- [PROMPT] Return the rows below word for word, beginning at the very first line and stopping after the line that contains "xmin=89 ymin=200 xmax=124 ymax=240". Leave the pictures out of your answer.

- [RECORDS SHOWN]
## start

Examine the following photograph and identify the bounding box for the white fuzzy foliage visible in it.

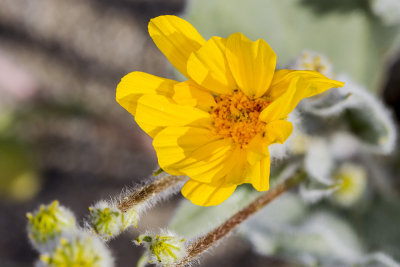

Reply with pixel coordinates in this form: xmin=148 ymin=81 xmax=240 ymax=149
xmin=304 ymin=138 xmax=334 ymax=186
xmin=36 ymin=231 xmax=114 ymax=267
xmin=329 ymin=132 xmax=360 ymax=160
xmin=289 ymin=50 xmax=335 ymax=79
xmin=268 ymin=110 xmax=301 ymax=160
xmin=89 ymin=200 xmax=124 ymax=240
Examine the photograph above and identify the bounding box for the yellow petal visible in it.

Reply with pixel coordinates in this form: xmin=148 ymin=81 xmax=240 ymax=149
xmin=226 ymin=33 xmax=276 ymax=98
xmin=260 ymin=70 xmax=344 ymax=122
xmin=172 ymin=80 xmax=216 ymax=112
xmin=116 ymin=71 xmax=178 ymax=115
xmin=168 ymin=139 xmax=233 ymax=183
xmin=246 ymin=154 xmax=271 ymax=191
xmin=182 ymin=179 xmax=236 ymax=206
xmin=153 ymin=127 xmax=220 ymax=175
xmin=246 ymin=134 xmax=269 ymax=165
xmin=135 ymin=95 xmax=211 ymax=137
xmin=187 ymin=36 xmax=236 ymax=94
xmin=225 ymin=146 xmax=247 ymax=185
xmin=149 ymin=15 xmax=206 ymax=76
xmin=247 ymin=120 xmax=293 ymax=165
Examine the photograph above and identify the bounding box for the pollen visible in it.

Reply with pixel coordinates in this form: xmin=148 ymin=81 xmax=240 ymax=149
xmin=211 ymin=91 xmax=269 ymax=148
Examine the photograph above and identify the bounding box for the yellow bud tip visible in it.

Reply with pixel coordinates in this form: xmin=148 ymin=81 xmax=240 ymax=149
xmin=40 ymin=255 xmax=50 ymax=263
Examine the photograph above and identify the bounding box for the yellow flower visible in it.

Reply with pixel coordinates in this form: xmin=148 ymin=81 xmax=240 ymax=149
xmin=116 ymin=16 xmax=343 ymax=206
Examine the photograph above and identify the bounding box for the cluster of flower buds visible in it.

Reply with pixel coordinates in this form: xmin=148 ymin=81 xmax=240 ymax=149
xmin=37 ymin=232 xmax=113 ymax=267
xmin=89 ymin=200 xmax=139 ymax=240
xmin=27 ymin=201 xmax=113 ymax=267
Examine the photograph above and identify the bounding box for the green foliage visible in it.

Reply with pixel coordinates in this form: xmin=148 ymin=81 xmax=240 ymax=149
xmin=186 ymin=0 xmax=400 ymax=90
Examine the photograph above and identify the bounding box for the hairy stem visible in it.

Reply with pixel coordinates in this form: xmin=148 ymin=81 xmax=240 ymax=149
xmin=178 ymin=172 xmax=305 ymax=266
xmin=118 ymin=175 xmax=187 ymax=212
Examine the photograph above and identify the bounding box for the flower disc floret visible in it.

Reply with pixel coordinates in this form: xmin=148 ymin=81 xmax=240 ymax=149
xmin=116 ymin=16 xmax=343 ymax=206
xmin=211 ymin=91 xmax=269 ymax=148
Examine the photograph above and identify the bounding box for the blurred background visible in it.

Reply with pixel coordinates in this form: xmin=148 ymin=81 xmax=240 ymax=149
xmin=0 ymin=0 xmax=400 ymax=267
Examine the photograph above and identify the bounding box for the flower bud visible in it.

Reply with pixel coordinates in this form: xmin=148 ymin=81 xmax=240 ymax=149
xmin=26 ymin=200 xmax=76 ymax=250
xmin=332 ymin=163 xmax=367 ymax=207
xmin=38 ymin=231 xmax=114 ymax=267
xmin=89 ymin=201 xmax=139 ymax=240
xmin=135 ymin=231 xmax=186 ymax=265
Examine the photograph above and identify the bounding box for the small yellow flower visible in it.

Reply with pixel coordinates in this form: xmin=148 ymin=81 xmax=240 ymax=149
xmin=116 ymin=16 xmax=343 ymax=206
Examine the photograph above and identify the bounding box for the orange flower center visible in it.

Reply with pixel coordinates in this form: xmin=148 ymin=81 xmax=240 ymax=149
xmin=211 ymin=91 xmax=269 ymax=148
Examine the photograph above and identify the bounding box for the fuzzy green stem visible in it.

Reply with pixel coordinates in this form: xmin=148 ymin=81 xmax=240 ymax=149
xmin=178 ymin=171 xmax=305 ymax=266
xmin=118 ymin=175 xmax=187 ymax=212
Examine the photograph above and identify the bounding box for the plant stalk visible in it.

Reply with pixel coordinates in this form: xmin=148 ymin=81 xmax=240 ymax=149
xmin=177 ymin=171 xmax=305 ymax=266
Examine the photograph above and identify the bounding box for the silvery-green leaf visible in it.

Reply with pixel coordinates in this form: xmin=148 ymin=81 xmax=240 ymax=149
xmin=299 ymin=183 xmax=338 ymax=203
xmin=343 ymin=76 xmax=397 ymax=154
xmin=168 ymin=162 xmax=300 ymax=239
xmin=304 ymin=138 xmax=334 ymax=186
xmin=241 ymin=210 xmax=363 ymax=266
xmin=186 ymin=0 xmax=399 ymax=90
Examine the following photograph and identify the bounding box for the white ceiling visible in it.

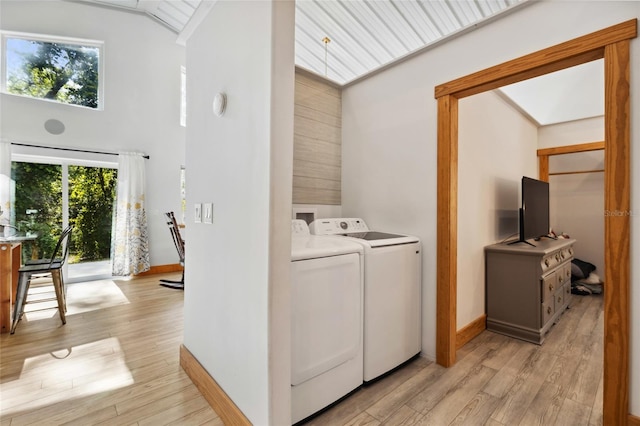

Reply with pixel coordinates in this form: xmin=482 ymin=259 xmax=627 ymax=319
xmin=80 ymin=0 xmax=604 ymax=126
xmin=498 ymin=59 xmax=604 ymax=126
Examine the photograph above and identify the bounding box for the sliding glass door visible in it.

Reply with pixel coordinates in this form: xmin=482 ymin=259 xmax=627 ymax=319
xmin=12 ymin=159 xmax=117 ymax=282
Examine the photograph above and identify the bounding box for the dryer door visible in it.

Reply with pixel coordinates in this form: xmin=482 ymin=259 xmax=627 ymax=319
xmin=291 ymin=253 xmax=362 ymax=386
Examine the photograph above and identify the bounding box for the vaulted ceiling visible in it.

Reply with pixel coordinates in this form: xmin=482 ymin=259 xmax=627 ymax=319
xmin=84 ymin=0 xmax=524 ymax=84
xmin=81 ymin=0 xmax=604 ymax=125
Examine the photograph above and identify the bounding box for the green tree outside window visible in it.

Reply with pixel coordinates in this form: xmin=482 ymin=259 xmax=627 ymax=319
xmin=5 ymin=37 xmax=100 ymax=108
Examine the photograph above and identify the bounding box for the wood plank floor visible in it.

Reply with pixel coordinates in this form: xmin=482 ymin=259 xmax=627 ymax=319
xmin=0 ymin=274 xmax=223 ymax=426
xmin=0 ymin=274 xmax=603 ymax=426
xmin=305 ymin=296 xmax=604 ymax=426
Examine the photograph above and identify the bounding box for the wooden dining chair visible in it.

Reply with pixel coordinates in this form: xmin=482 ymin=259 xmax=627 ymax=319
xmin=11 ymin=226 xmax=73 ymax=334
xmin=160 ymin=212 xmax=184 ymax=290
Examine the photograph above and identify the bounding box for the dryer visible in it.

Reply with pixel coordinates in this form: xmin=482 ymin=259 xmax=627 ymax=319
xmin=310 ymin=218 xmax=422 ymax=382
xmin=291 ymin=220 xmax=363 ymax=423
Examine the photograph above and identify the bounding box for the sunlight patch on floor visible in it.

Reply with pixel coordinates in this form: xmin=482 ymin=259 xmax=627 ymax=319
xmin=25 ymin=279 xmax=129 ymax=321
xmin=0 ymin=337 xmax=134 ymax=418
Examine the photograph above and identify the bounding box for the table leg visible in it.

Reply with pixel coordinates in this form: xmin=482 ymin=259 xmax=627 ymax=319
xmin=0 ymin=243 xmax=21 ymax=333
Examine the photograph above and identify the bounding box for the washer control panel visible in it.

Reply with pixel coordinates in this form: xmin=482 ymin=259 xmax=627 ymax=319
xmin=309 ymin=217 xmax=369 ymax=235
xmin=291 ymin=219 xmax=309 ymax=236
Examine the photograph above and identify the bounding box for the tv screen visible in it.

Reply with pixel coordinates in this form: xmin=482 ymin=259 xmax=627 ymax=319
xmin=520 ymin=176 xmax=549 ymax=241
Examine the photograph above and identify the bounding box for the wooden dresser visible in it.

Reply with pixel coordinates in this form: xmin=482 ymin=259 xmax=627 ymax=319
xmin=485 ymin=238 xmax=575 ymax=345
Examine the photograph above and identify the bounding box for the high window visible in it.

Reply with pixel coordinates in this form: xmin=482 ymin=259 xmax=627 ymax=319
xmin=2 ymin=32 xmax=103 ymax=109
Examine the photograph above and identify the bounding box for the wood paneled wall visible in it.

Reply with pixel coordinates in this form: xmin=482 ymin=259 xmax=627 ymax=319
xmin=293 ymin=69 xmax=342 ymax=205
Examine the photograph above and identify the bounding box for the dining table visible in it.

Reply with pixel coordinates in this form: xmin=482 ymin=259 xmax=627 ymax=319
xmin=0 ymin=232 xmax=38 ymax=333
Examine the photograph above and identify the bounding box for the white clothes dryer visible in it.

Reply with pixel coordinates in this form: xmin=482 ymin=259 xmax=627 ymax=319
xmin=310 ymin=218 xmax=422 ymax=382
xmin=291 ymin=220 xmax=363 ymax=423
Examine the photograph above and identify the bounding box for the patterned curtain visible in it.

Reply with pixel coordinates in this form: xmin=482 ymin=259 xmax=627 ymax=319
xmin=111 ymin=152 xmax=151 ymax=276
xmin=0 ymin=141 xmax=12 ymax=225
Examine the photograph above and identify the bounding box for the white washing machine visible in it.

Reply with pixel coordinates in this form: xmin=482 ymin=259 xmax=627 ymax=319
xmin=291 ymin=220 xmax=363 ymax=423
xmin=310 ymin=218 xmax=422 ymax=382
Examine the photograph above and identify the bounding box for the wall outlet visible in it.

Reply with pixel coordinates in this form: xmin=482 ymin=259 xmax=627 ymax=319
xmin=202 ymin=203 xmax=213 ymax=224
xmin=193 ymin=203 xmax=202 ymax=223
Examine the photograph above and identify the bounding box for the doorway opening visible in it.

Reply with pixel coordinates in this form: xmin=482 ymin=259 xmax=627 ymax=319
xmin=435 ymin=19 xmax=637 ymax=424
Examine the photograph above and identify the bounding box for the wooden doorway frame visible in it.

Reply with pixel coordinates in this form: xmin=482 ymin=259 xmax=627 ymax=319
xmin=435 ymin=19 xmax=637 ymax=425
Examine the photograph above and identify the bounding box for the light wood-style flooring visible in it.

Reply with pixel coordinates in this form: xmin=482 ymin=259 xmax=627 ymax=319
xmin=0 ymin=274 xmax=603 ymax=426
xmin=0 ymin=274 xmax=223 ymax=426
xmin=306 ymin=296 xmax=604 ymax=426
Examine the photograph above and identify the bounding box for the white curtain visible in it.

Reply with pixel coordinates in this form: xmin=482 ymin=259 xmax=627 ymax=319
xmin=0 ymin=141 xmax=11 ymax=224
xmin=111 ymin=152 xmax=151 ymax=276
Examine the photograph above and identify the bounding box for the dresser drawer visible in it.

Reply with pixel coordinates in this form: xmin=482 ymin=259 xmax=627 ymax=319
xmin=541 ymin=271 xmax=558 ymax=302
xmin=542 ymin=297 xmax=555 ymax=326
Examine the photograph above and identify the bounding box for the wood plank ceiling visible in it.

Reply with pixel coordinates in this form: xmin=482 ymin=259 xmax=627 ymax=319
xmin=80 ymin=0 xmax=526 ymax=85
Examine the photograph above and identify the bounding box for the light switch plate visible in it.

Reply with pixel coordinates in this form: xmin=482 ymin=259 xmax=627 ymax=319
xmin=193 ymin=203 xmax=202 ymax=223
xmin=202 ymin=203 xmax=213 ymax=224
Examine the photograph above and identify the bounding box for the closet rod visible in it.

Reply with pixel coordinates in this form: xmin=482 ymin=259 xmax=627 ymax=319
xmin=549 ymin=169 xmax=604 ymax=176
xmin=11 ymin=142 xmax=149 ymax=160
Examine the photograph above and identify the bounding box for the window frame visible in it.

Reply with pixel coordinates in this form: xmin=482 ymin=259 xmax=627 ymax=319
xmin=0 ymin=30 xmax=105 ymax=111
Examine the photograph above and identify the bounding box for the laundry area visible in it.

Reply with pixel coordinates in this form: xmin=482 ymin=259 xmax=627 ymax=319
xmin=291 ymin=218 xmax=422 ymax=423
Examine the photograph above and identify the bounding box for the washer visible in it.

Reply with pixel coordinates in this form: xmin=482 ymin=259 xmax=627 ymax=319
xmin=291 ymin=220 xmax=364 ymax=423
xmin=310 ymin=218 xmax=422 ymax=382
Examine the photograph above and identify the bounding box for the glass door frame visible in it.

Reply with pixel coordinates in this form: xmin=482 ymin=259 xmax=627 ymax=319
xmin=11 ymin=148 xmax=118 ymax=283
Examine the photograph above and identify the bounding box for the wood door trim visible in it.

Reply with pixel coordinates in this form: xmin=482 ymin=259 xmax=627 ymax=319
xmin=537 ymin=141 xmax=604 ymax=157
xmin=435 ymin=19 xmax=637 ymax=424
xmin=435 ymin=19 xmax=637 ymax=99
xmin=537 ymin=142 xmax=604 ymax=182
xmin=180 ymin=345 xmax=251 ymax=426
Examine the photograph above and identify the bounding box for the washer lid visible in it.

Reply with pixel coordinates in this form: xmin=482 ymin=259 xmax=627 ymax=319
xmin=291 ymin=235 xmax=363 ymax=261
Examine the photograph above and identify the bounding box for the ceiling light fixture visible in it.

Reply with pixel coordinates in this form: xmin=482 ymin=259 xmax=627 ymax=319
xmin=322 ymin=37 xmax=331 ymax=77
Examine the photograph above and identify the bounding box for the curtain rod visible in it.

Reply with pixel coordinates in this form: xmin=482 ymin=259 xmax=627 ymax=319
xmin=11 ymin=142 xmax=149 ymax=160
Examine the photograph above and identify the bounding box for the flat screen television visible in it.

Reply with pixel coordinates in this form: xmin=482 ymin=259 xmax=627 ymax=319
xmin=513 ymin=176 xmax=549 ymax=245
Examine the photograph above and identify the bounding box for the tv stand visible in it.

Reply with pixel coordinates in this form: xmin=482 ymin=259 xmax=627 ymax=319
xmin=507 ymin=240 xmax=536 ymax=247
xmin=485 ymin=239 xmax=575 ymax=345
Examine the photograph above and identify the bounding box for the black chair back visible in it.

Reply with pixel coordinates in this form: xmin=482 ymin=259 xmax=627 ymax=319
xmin=49 ymin=225 xmax=73 ymax=269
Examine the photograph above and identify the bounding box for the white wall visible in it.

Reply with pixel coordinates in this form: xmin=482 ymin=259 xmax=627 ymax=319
xmin=184 ymin=1 xmax=294 ymax=425
xmin=457 ymin=92 xmax=538 ymax=330
xmin=0 ymin=0 xmax=184 ymax=265
xmin=342 ymin=1 xmax=640 ymax=414
xmin=538 ymin=117 xmax=604 ymax=272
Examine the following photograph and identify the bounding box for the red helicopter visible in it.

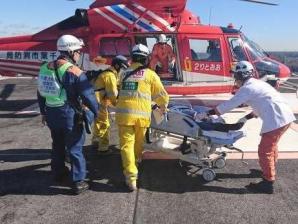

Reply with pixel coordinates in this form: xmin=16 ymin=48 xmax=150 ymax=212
xmin=0 ymin=0 xmax=291 ymax=95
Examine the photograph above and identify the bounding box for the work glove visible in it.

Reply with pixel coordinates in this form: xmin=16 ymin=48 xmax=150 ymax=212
xmin=195 ymin=112 xmax=208 ymax=121
xmin=237 ymin=117 xmax=247 ymax=124
xmin=159 ymin=105 xmax=167 ymax=115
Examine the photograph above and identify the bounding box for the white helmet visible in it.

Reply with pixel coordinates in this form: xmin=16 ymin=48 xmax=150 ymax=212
xmin=131 ymin=44 xmax=150 ymax=57
xmin=57 ymin=35 xmax=84 ymax=51
xmin=233 ymin=61 xmax=254 ymax=81
xmin=158 ymin=34 xmax=167 ymax=43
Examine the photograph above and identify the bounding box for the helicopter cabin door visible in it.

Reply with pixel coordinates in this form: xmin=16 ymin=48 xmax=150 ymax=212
xmin=179 ymin=34 xmax=231 ymax=93
xmin=84 ymin=34 xmax=132 ymax=70
xmin=135 ymin=34 xmax=182 ymax=85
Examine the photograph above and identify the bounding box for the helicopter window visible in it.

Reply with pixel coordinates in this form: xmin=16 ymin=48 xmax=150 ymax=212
xmin=243 ymin=36 xmax=268 ymax=60
xmin=189 ymin=39 xmax=222 ymax=62
xmin=99 ymin=38 xmax=131 ymax=56
xmin=229 ymin=37 xmax=248 ymax=61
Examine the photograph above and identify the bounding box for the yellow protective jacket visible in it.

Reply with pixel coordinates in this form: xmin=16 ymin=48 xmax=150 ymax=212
xmin=94 ymin=67 xmax=119 ymax=107
xmin=116 ymin=63 xmax=169 ymax=127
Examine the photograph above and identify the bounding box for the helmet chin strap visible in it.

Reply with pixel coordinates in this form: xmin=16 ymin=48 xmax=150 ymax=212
xmin=60 ymin=52 xmax=77 ymax=65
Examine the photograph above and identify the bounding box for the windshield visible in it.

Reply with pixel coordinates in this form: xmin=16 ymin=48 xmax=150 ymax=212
xmin=242 ymin=35 xmax=267 ymax=60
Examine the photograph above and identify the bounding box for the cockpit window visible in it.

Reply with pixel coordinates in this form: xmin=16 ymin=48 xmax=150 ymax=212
xmin=189 ymin=39 xmax=222 ymax=62
xmin=243 ymin=35 xmax=267 ymax=60
xmin=99 ymin=38 xmax=131 ymax=56
xmin=229 ymin=37 xmax=248 ymax=61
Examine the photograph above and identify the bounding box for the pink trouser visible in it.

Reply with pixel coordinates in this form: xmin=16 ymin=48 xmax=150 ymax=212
xmin=258 ymin=124 xmax=290 ymax=181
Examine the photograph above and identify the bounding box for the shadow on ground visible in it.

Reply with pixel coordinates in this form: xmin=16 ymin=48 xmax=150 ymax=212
xmin=139 ymin=160 xmax=261 ymax=194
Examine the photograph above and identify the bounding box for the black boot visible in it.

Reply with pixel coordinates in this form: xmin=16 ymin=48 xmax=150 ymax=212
xmin=245 ymin=179 xmax=274 ymax=194
xmin=72 ymin=180 xmax=89 ymax=195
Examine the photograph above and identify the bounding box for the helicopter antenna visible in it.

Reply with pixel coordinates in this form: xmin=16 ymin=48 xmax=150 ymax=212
xmin=240 ymin=0 xmax=278 ymax=6
xmin=209 ymin=6 xmax=213 ymax=26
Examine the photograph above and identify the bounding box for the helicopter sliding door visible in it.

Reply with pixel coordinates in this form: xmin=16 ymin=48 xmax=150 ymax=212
xmin=135 ymin=34 xmax=182 ymax=84
xmin=84 ymin=34 xmax=132 ymax=70
xmin=180 ymin=34 xmax=229 ymax=85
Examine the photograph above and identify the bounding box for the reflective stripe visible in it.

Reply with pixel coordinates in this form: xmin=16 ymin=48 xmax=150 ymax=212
xmin=119 ymin=91 xmax=151 ymax=101
xmin=152 ymin=92 xmax=167 ymax=100
xmin=116 ymin=108 xmax=151 ymax=118
xmin=106 ymin=92 xmax=117 ymax=97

## end

- [SOLVED EXERCISE]
Examine the following photograph and identify the bounding box for the white fuzzy foliage visible in it.


Reply with pixel coordinates in this form: xmin=148 ymin=81 xmax=240 ymax=149
xmin=304 ymin=138 xmax=334 ymax=186
xmin=36 ymin=231 xmax=114 ymax=267
xmin=329 ymin=132 xmax=360 ymax=160
xmin=289 ymin=50 xmax=335 ymax=79
xmin=268 ymin=110 xmax=301 ymax=160
xmin=89 ymin=200 xmax=124 ymax=240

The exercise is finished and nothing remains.